• **What the task requires**
Please pull out every line in the entries below that contains the word "telegraph", copying each one in full.
:::
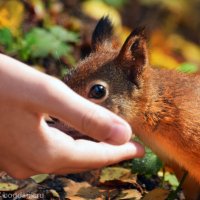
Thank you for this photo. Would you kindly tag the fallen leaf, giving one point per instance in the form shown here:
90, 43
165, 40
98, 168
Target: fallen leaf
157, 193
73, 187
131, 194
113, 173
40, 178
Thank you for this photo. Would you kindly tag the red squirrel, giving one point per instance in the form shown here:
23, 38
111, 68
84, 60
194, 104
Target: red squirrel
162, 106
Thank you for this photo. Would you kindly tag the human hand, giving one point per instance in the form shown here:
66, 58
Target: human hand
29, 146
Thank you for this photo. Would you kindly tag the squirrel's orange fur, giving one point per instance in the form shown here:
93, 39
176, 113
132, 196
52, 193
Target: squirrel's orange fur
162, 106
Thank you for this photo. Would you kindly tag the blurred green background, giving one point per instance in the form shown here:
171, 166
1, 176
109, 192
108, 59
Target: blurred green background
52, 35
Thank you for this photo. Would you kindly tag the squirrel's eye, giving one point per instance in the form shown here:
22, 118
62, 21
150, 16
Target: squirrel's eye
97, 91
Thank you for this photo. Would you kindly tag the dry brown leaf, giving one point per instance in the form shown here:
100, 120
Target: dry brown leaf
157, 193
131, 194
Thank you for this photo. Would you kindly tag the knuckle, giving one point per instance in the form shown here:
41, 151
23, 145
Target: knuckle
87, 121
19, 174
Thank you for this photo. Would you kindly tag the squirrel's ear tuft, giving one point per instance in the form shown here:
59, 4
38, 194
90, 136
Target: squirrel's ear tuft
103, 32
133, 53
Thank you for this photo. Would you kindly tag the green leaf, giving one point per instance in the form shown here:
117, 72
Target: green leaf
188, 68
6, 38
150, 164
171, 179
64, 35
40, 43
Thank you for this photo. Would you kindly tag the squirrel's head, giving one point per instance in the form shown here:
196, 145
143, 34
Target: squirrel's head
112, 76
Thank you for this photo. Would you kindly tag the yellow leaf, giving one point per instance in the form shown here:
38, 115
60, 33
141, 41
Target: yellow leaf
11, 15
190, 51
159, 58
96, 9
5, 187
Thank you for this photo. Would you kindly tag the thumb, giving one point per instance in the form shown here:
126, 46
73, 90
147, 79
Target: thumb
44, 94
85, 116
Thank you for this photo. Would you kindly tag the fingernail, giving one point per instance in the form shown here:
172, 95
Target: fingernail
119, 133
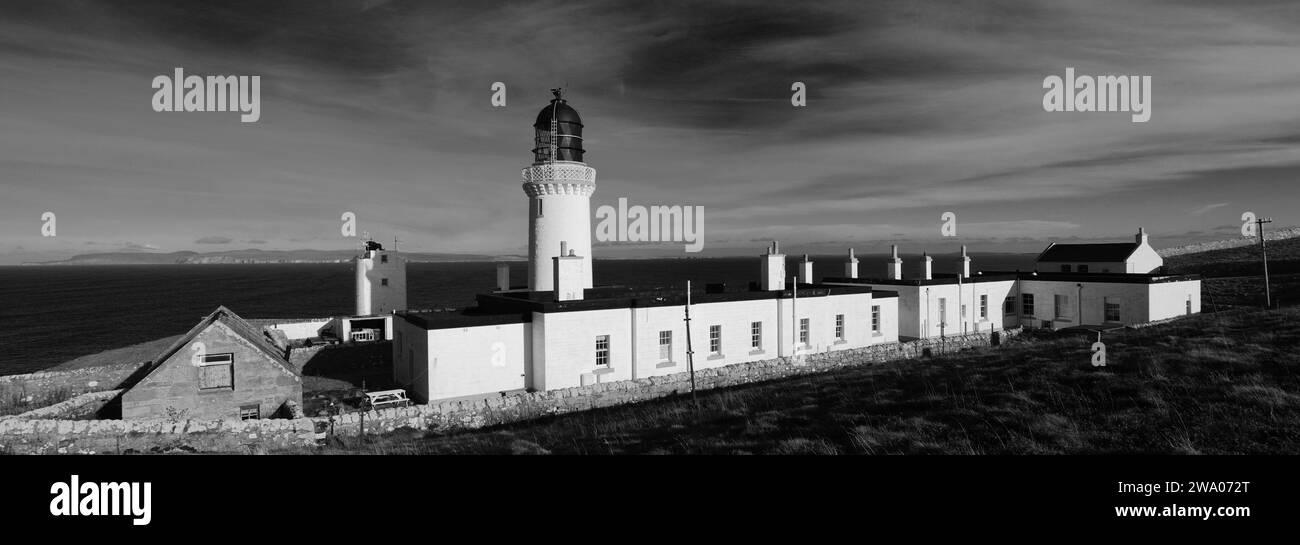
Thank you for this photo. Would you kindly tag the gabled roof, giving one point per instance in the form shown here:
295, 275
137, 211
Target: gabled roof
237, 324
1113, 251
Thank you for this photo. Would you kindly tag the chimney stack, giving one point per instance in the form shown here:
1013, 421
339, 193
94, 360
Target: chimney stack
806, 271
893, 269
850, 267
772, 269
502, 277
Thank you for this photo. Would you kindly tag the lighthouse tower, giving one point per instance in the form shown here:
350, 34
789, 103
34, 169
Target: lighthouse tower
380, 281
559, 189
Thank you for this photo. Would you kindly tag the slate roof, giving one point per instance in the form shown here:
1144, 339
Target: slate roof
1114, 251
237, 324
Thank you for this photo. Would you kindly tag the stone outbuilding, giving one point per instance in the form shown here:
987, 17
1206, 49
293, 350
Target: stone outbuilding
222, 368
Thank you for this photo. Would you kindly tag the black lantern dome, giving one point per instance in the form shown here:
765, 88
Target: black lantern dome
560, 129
:::
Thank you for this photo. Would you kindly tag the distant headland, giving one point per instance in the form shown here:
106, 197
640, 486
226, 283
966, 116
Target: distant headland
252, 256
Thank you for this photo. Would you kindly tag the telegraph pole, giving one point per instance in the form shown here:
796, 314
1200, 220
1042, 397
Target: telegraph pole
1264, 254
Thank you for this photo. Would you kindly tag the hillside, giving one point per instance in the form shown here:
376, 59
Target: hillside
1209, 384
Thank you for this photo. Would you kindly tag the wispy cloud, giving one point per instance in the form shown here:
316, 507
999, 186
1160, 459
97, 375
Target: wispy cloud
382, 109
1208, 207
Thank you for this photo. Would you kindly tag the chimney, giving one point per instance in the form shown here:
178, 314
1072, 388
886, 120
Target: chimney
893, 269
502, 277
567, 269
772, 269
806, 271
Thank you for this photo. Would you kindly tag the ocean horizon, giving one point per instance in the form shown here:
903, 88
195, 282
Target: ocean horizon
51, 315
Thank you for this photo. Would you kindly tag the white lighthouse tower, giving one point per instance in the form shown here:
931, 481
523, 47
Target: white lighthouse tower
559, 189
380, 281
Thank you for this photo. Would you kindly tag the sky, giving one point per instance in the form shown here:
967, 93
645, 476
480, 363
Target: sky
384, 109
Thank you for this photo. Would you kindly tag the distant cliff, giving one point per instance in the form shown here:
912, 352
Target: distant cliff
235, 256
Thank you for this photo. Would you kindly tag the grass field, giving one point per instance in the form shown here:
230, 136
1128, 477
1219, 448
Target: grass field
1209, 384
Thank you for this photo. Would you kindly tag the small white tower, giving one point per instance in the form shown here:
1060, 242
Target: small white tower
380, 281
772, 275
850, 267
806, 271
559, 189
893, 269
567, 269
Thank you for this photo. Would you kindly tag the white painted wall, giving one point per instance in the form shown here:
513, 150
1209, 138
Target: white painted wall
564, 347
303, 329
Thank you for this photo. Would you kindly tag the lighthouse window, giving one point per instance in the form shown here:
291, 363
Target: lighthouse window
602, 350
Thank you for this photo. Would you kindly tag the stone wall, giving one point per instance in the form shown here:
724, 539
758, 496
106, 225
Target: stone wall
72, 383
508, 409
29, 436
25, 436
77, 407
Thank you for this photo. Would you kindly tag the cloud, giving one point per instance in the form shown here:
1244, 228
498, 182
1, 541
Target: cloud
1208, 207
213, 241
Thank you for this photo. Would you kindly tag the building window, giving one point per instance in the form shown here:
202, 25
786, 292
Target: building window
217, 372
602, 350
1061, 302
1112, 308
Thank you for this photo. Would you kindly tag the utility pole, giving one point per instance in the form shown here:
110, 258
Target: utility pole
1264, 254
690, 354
:::
• **Answer for this exercise**
Thank you for this photo. Would you kindly tag the telegraph pole, giving one point per instance in the form shown here:
Target: telegraph pole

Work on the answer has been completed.